### Data rows
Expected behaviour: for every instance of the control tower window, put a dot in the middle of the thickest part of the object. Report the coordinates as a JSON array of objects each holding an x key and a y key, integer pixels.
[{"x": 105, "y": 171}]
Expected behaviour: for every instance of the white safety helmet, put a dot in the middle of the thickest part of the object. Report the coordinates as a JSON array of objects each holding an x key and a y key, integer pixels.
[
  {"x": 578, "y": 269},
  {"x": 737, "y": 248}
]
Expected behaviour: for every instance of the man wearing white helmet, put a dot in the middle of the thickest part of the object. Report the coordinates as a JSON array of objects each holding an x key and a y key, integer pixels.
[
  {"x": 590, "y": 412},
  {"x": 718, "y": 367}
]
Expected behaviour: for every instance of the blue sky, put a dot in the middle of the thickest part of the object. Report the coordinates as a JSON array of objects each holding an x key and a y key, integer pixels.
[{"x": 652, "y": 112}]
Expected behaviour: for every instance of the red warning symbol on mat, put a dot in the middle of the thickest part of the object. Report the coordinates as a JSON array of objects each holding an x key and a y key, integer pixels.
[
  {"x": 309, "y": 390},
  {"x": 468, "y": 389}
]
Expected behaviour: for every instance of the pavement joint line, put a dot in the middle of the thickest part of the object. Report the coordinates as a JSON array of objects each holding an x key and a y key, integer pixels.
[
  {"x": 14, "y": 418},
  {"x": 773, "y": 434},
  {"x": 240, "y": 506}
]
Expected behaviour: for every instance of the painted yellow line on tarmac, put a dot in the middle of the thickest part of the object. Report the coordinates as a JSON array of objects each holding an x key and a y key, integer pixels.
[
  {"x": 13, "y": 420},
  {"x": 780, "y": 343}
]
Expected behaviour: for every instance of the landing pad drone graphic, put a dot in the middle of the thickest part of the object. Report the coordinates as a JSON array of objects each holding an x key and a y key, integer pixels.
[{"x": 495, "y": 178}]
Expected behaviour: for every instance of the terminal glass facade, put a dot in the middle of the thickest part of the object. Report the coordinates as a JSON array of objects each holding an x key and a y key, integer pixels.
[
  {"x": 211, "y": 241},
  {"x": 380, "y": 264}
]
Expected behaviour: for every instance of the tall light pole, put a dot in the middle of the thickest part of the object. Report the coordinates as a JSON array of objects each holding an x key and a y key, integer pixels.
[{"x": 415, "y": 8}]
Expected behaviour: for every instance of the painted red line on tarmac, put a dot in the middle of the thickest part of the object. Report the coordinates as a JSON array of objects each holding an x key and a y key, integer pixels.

### Directive
Transcribe the entire listing above precisely.

### The completed task
Expected behaviour: for every instance of the control tower window, put a dot in the middle of the thickest part of the object. Report the coordinates as a JSON array of objects each holding an x key and a y key, integer pixels.
[{"x": 105, "y": 171}]
Expected behaviour: for every instance of the white safety helmet, put a dot in the middle of the thickest part of the object. Report the coordinates as a JSON array of objects each holding an x key and a y key, integer pixels.
[
  {"x": 578, "y": 269},
  {"x": 737, "y": 248}
]
Expected behaviour: for every instance of the man wearing white helmet, put a dot in the middle of the thickest part of the object. Report the coordinates as a JSON array of objects each holding an x key and a y key, integer pixels.
[
  {"x": 590, "y": 412},
  {"x": 718, "y": 367}
]
Expected behaviour: for every instance of the blue sky, put a dot in the middle of the thickest part of the object. Report the coordinates as a JSON array of objects each holding an x key and a y key, integer pixels.
[{"x": 652, "y": 112}]
Expected behaviour: for every instance of the red warning symbol on mat, put a dot in the middle of the thickest part of the object. Report the coordinates as a JSON array of objects each holding an x key and a y key, integer pixels.
[
  {"x": 309, "y": 390},
  {"x": 468, "y": 389}
]
Expected behaviour: for every instance of the pavement joint line, put a dot in the middle of the thickest part of the object. Report the coordinates as a JSON array of objects each holding an x key and a y key, integer pixels.
[
  {"x": 14, "y": 418},
  {"x": 773, "y": 434},
  {"x": 240, "y": 506}
]
Expected behaviour: for every instance of the painted yellow line on tarmac, put a dot in the middle of the thickest part of the object. Report the coordinates as a JSON array of objects each holding an x key and a y key, integer pixels.
[
  {"x": 13, "y": 420},
  {"x": 780, "y": 343}
]
Expected behaviour: for every instance of the landing pad drone graphic, put a dot in the middle of the thickest part of the object. Report the coordinates as a JSON array of objects each holding an x key and a y key, integer pixels.
[{"x": 495, "y": 178}]
Expected behaviour: for every instance of the terminal glass facade, put a dot in the middle of the thickest part of the object. Report the coordinates as a JSON array of objects each holding an x key and a y key, integer pixels.
[
  {"x": 211, "y": 241},
  {"x": 380, "y": 264}
]
Expected behaviour: for every instance of the tall light pole, put a dot in the middle of the thickest part of the object. Report the coordinates as a JSON array of objects each holding an x key and a y key, integer pixels.
[{"x": 415, "y": 8}]
Expected behaviour: for every instance of the painted red line on tarmac, put a dot in the middle of the thickest part of the object. Report the coordinates as a JSON array of objects each holding an x key and a y key, integer pixels.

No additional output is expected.